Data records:
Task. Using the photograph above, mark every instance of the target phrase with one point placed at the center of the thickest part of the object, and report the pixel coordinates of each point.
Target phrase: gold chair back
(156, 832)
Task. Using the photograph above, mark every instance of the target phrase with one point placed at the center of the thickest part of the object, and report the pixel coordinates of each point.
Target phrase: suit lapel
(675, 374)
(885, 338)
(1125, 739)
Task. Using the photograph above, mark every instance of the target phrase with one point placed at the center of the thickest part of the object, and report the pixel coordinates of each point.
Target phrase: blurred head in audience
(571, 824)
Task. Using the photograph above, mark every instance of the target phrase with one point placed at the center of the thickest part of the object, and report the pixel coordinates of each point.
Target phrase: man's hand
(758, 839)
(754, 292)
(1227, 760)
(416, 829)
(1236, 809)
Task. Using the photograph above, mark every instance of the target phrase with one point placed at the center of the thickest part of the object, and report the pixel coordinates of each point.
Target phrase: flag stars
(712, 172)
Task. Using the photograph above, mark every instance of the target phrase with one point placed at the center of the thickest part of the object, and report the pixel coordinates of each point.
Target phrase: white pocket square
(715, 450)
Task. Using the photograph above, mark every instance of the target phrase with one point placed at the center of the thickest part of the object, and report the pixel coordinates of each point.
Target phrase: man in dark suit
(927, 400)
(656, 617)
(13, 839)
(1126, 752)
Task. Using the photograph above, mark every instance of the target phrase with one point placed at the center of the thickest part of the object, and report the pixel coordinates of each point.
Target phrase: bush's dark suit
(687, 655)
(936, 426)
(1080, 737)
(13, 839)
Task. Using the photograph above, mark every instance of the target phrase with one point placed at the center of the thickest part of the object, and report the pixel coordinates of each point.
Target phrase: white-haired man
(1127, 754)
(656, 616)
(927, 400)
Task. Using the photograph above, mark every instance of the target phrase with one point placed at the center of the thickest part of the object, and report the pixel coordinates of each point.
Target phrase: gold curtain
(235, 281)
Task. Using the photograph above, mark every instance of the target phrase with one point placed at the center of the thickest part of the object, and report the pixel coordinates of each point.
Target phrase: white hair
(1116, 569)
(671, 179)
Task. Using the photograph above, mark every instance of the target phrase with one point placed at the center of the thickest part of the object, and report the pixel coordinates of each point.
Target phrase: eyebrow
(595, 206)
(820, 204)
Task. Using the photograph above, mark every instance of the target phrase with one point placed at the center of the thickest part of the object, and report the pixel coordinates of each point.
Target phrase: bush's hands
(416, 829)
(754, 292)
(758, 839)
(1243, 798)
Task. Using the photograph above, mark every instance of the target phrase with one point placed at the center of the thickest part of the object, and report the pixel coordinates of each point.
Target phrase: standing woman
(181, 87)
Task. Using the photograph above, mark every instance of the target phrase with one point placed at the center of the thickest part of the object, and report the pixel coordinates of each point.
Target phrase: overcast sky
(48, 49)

THE PROBLEM » Give the data again in full, exactly.

TASK ANSWER »
Task. Using the photograph above, mark every instance of the target phrase with one point placed at the center of the thickest part of the object, and report the pixel coordinates of each point.
Target phrase: gold chair back
(156, 832)
Task. Using the photograph above, mark every instance of the target phrase with one point placed at the center of the thickest part of the object, and report the pixel coordinates of each point.
Target phrase: suit lapel
(675, 374)
(885, 338)
(1125, 739)
Task. Using the photograph above, mark every instance of the target phrase with one point placed at the center of the thickest part of the object, and report the pixel coordinates of each point.
Target phrase: blurred head in audience
(571, 824)
Task. Using the photograph above, mark every instance of the target phrase with one point placed at the center of the thickest part of the object, and report the pixel coordinates of each point.
Target phrase: man's hand
(758, 839)
(754, 292)
(1227, 760)
(416, 829)
(1236, 809)
Task. Using the photograph above, mark every instance of the target phrase with one point placed at the center of the thickest part of the object, and report the pixel coordinates of each point.
Target phrase: flag stars
(712, 172)
Task. Using the photograph above, mark every instance of the target phrase with one point placed at the center of the thickest part of the object, and report the pixel coordinates of each point.
Target phrase: white pocket square
(715, 450)
Task. Using the photograph above, mark every instance of the target phrase with one point placed at the center of the thickest part of the object, and report the pixel coordinates of each point.
Target phrase: man in dark suit
(927, 400)
(656, 617)
(13, 839)
(1126, 752)
Task. Using the photograph above, mark every instance of the target phrase with one point placed at the center of the thickest part of the object, and report the pixel coordinates of each point.
Target phrase: bush's dark suit
(687, 655)
(936, 426)
(1080, 737)
(13, 839)
Task. Using the photograph above, mark every instance of the target phrase with one point placed at the center of the thickest part of the object, and report the pixel coordinates of each point.
Target phrase: white-haired man
(1127, 754)
(656, 616)
(927, 400)
Task. Using the photograph above, mark every instance of the target phrase with one point placed at the center of the thickest part of the object, and report the pixel coordinates of each point.
Target phrase: gold curtain
(235, 281)
Task. Using the photograph above, mark every instance of the target phrase with one point placed at the center of the thickest part of the object, and report the pixel coordinates of each point.
Target phrase: white hair
(1116, 569)
(671, 179)
Task. Using the photograph above, mark every instance of the target phrase with one point placed at the center of the thickest part of the object, and report the pixel coordinates of each point.
Target phrase: eyebrow
(595, 206)
(820, 204)
Task. Using the photograph above, mark every instance of the target phrase with one point placed at the center of the thickest part of the object, and report the pixel coordinates of each point.
Target phrase: bush's hands
(416, 829)
(754, 292)
(758, 839)
(1243, 798)
Task. Using the photograph above, mark every instance of the target phrase with one point placed at the center of the thickest part of the object, and report the pixel coordinates of each point.
Target phrase: standing woman
(181, 87)
Task. Using the photograph above, mark every instance of the target phrase with one point placed at the center of the thickest part of the object, and report the pixel coordinates of each point.
Target phrase: overcast sky
(48, 49)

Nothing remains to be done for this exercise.